# Record set
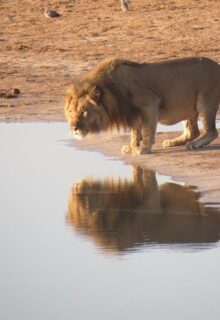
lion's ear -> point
(95, 94)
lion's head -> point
(84, 111)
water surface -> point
(85, 237)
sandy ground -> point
(41, 57)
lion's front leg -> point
(148, 139)
(134, 142)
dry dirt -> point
(41, 57)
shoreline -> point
(198, 168)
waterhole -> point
(85, 237)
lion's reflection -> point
(121, 214)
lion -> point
(120, 93)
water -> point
(84, 237)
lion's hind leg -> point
(207, 107)
(191, 132)
(134, 142)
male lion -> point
(121, 93)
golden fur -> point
(120, 93)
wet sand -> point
(200, 168)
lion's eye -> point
(85, 113)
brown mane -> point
(122, 113)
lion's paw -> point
(192, 145)
(139, 151)
(126, 149)
(167, 143)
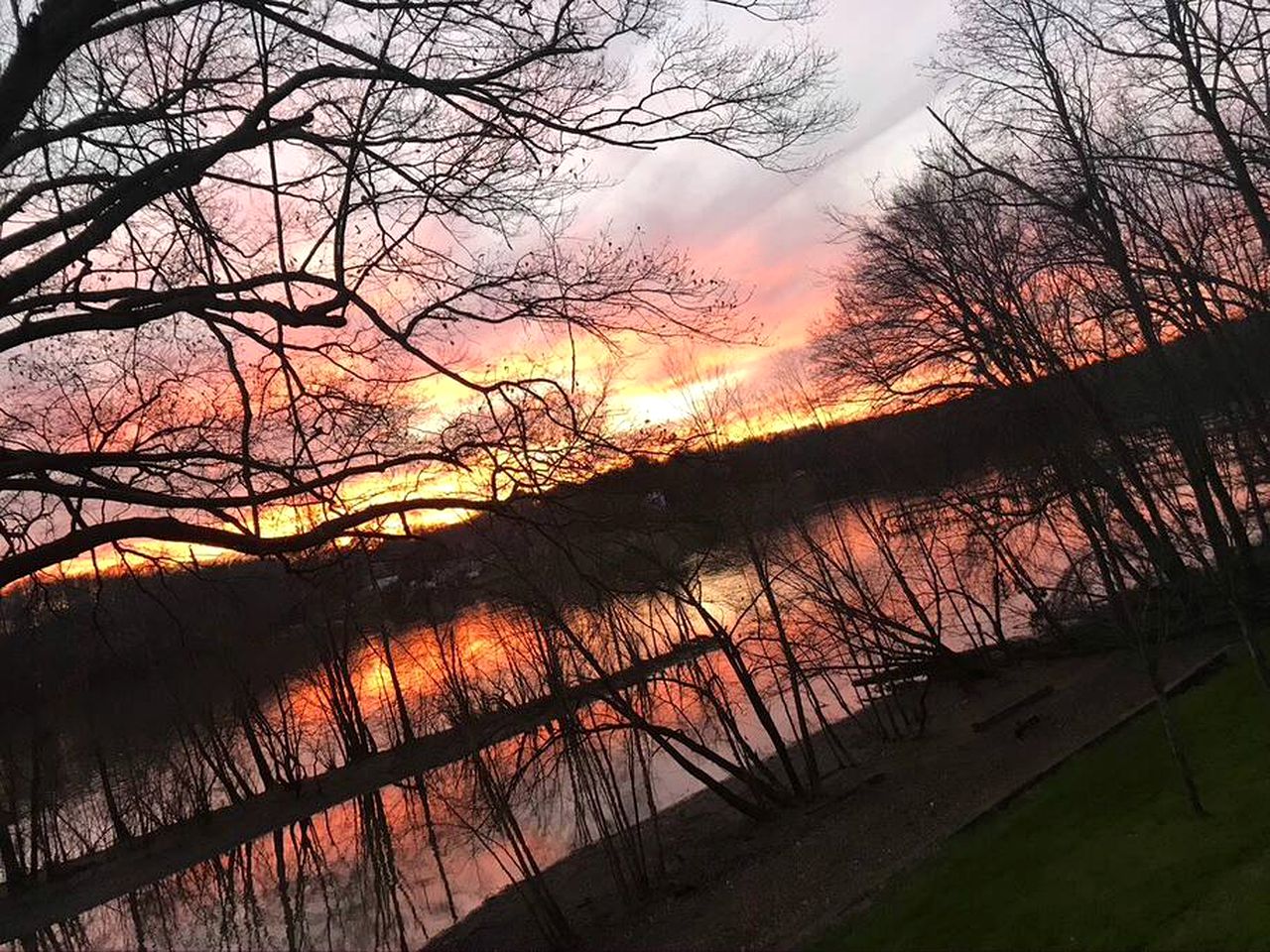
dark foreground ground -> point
(802, 879)
(1103, 855)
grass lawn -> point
(1103, 853)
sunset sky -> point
(769, 231)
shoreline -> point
(737, 884)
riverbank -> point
(1125, 864)
(734, 884)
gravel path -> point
(733, 884)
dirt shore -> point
(734, 884)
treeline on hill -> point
(245, 616)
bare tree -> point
(245, 245)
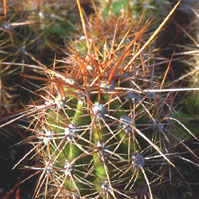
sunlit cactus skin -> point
(104, 125)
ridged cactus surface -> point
(105, 125)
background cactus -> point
(105, 125)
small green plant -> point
(104, 125)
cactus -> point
(105, 125)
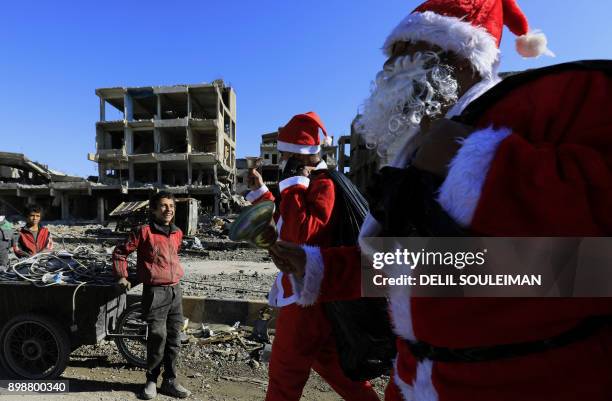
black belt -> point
(584, 329)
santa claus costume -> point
(538, 164)
(304, 337)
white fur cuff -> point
(460, 192)
(291, 181)
(309, 287)
(256, 194)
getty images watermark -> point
(488, 267)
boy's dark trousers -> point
(163, 312)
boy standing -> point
(158, 268)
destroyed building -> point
(242, 172)
(23, 181)
(271, 159)
(180, 139)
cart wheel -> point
(134, 350)
(34, 347)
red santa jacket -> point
(306, 217)
(540, 165)
(26, 245)
(157, 260)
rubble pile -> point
(228, 285)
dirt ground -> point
(212, 372)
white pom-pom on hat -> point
(533, 44)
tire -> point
(133, 350)
(34, 347)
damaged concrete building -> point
(271, 159)
(23, 181)
(180, 139)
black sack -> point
(361, 328)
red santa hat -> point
(301, 134)
(471, 29)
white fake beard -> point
(402, 94)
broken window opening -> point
(204, 141)
(174, 174)
(226, 124)
(145, 173)
(143, 142)
(115, 111)
(173, 140)
(173, 105)
(144, 104)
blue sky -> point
(282, 58)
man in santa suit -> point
(535, 160)
(304, 337)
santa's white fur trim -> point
(450, 33)
(294, 148)
(295, 180)
(401, 312)
(533, 44)
(256, 194)
(405, 388)
(460, 191)
(308, 289)
(423, 385)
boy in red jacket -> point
(34, 237)
(159, 269)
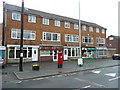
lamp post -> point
(80, 61)
(21, 40)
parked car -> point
(116, 57)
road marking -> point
(96, 71)
(90, 82)
(87, 86)
(114, 78)
(111, 74)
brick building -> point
(50, 34)
(113, 43)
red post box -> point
(60, 59)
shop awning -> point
(91, 48)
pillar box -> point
(60, 59)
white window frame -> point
(90, 28)
(103, 31)
(97, 30)
(32, 18)
(16, 16)
(17, 33)
(100, 40)
(76, 26)
(72, 38)
(45, 21)
(89, 38)
(84, 27)
(44, 36)
(57, 23)
(67, 24)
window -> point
(100, 40)
(48, 36)
(84, 27)
(45, 52)
(32, 18)
(14, 52)
(87, 39)
(16, 16)
(71, 38)
(67, 24)
(91, 29)
(76, 26)
(111, 38)
(45, 21)
(57, 23)
(97, 30)
(27, 34)
(11, 51)
(103, 31)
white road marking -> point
(87, 86)
(38, 78)
(114, 78)
(111, 74)
(90, 82)
(96, 71)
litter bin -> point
(35, 66)
(80, 61)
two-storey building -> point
(46, 34)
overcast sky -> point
(101, 12)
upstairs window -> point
(91, 29)
(45, 21)
(97, 30)
(49, 36)
(32, 18)
(71, 38)
(103, 31)
(87, 39)
(76, 26)
(27, 34)
(57, 23)
(16, 16)
(67, 24)
(84, 27)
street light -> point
(21, 40)
(80, 61)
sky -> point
(101, 12)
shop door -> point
(34, 54)
(55, 55)
(65, 54)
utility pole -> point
(80, 60)
(21, 41)
(3, 25)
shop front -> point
(88, 53)
(101, 52)
(30, 53)
(50, 53)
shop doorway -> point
(55, 55)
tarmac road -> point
(98, 78)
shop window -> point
(69, 51)
(11, 52)
(17, 52)
(29, 52)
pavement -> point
(48, 69)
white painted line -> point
(90, 82)
(87, 86)
(111, 74)
(38, 79)
(114, 78)
(95, 71)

# Assigned task
Word for word, quote the full listing, omitting every picture.

# Solution for this task
lion's ear -> point
(95, 94)
lion's head -> point
(84, 111)
water surface -> point
(85, 237)
sandy ground -> point
(41, 57)
lion's front leg -> point
(148, 139)
(134, 142)
dry dirt -> point
(41, 57)
shoreline -> point
(198, 168)
waterhole -> point
(85, 237)
lion's reflection -> point
(121, 214)
lion -> point
(120, 93)
water -> point
(84, 237)
lion's hind leg -> point
(207, 107)
(191, 132)
(134, 142)
male lion -> point
(121, 93)
golden fur -> point
(120, 93)
wet sand -> point
(200, 168)
lion's eye -> point
(85, 113)
brown mane -> point
(122, 113)
lion's paw -> point
(192, 145)
(139, 151)
(126, 149)
(167, 143)
dark foreground ground -> point
(802, 879)
(1103, 855)
grass lawn -> point
(1103, 853)
sunset sky -> point
(769, 231)
shoreline -> point
(737, 884)
riverbank -> point
(1125, 864)
(734, 884)
gravel path -> point
(733, 884)
dirt shore -> point
(734, 884)
treeline on hill -> point
(245, 616)
bare tree -> point
(245, 245)
sunlit cactus skin -> point
(104, 125)
ridged cactus surface -> point
(105, 125)
background cactus -> point
(105, 125)
small green plant -> point
(104, 125)
cactus -> point
(105, 125)
black belt -> point
(584, 329)
santa claus costume -> point
(538, 164)
(304, 337)
white fur cuff -> point
(460, 192)
(291, 181)
(309, 287)
(256, 194)
getty images watermark -> point
(488, 267)
boy's dark trousers -> point
(163, 312)
boy standing -> point
(158, 268)
destroyed building -> point
(242, 172)
(23, 181)
(271, 159)
(180, 139)
cart wheel -> point
(134, 350)
(34, 347)
red santa jacket -> point
(306, 217)
(540, 165)
(26, 245)
(157, 260)
rubble pile -> point
(228, 285)
dirt ground -> point
(212, 372)
white pom-pom on hat -> point
(533, 44)
tire -> point
(133, 350)
(34, 347)
damaged concrete building -> point
(271, 159)
(23, 181)
(180, 139)
black sack -> point
(361, 328)
red santa hat -> point
(301, 134)
(471, 29)
white fake beard -> point
(402, 94)
broken window opening -> point
(204, 141)
(174, 174)
(226, 124)
(145, 173)
(143, 142)
(115, 111)
(173, 140)
(173, 105)
(144, 104)
blue sky -> point
(282, 58)
man in santa suit -> point
(535, 160)
(304, 337)
santa's white fur trim -> point
(450, 33)
(294, 148)
(295, 180)
(401, 312)
(533, 44)
(256, 194)
(405, 388)
(460, 191)
(308, 289)
(423, 385)
boy in red jacket -> point
(34, 237)
(159, 269)
lamp post -> point
(80, 61)
(21, 40)
parked car -> point
(116, 57)
road marking -> point
(96, 71)
(90, 82)
(87, 86)
(114, 78)
(111, 74)
brick building -> point
(50, 34)
(113, 43)
red post box -> point
(60, 59)
shop awning -> point
(91, 48)
pillar box -> point
(60, 59)
white window frame -> point
(90, 28)
(103, 31)
(97, 30)
(32, 18)
(16, 16)
(17, 33)
(100, 40)
(76, 26)
(72, 38)
(45, 21)
(89, 38)
(84, 27)
(44, 36)
(57, 23)
(67, 24)
window -> point
(100, 40)
(48, 36)
(84, 27)
(45, 52)
(32, 18)
(14, 52)
(87, 39)
(16, 16)
(71, 38)
(67, 24)
(91, 29)
(76, 26)
(111, 38)
(45, 21)
(57, 23)
(97, 30)
(27, 34)
(11, 51)
(103, 31)
white road marking -> point
(87, 86)
(38, 78)
(114, 78)
(111, 74)
(90, 82)
(96, 71)
litter bin -> point
(35, 66)
(80, 61)
two-storey building -> point
(46, 34)
overcast sky -> point
(101, 12)
upstairs window -> point
(91, 29)
(45, 21)
(97, 30)
(49, 36)
(32, 18)
(71, 38)
(103, 31)
(87, 39)
(76, 26)
(27, 34)
(57, 23)
(16, 16)
(67, 24)
(84, 27)
street light -> point
(21, 40)
(80, 61)
sky -> point
(101, 12)
shop door -> point
(34, 54)
(55, 55)
(65, 54)
utility pole -> point
(80, 60)
(21, 41)
(3, 25)
shop front -> point
(88, 53)
(101, 52)
(30, 53)
(50, 53)
shop doorway -> point
(55, 55)
tarmac road -> point
(98, 78)
shop window -> point
(69, 51)
(11, 52)
(17, 52)
(29, 52)
pavement -> point
(48, 69)
white painted line -> point
(90, 82)
(87, 86)
(111, 74)
(38, 79)
(114, 78)
(95, 71)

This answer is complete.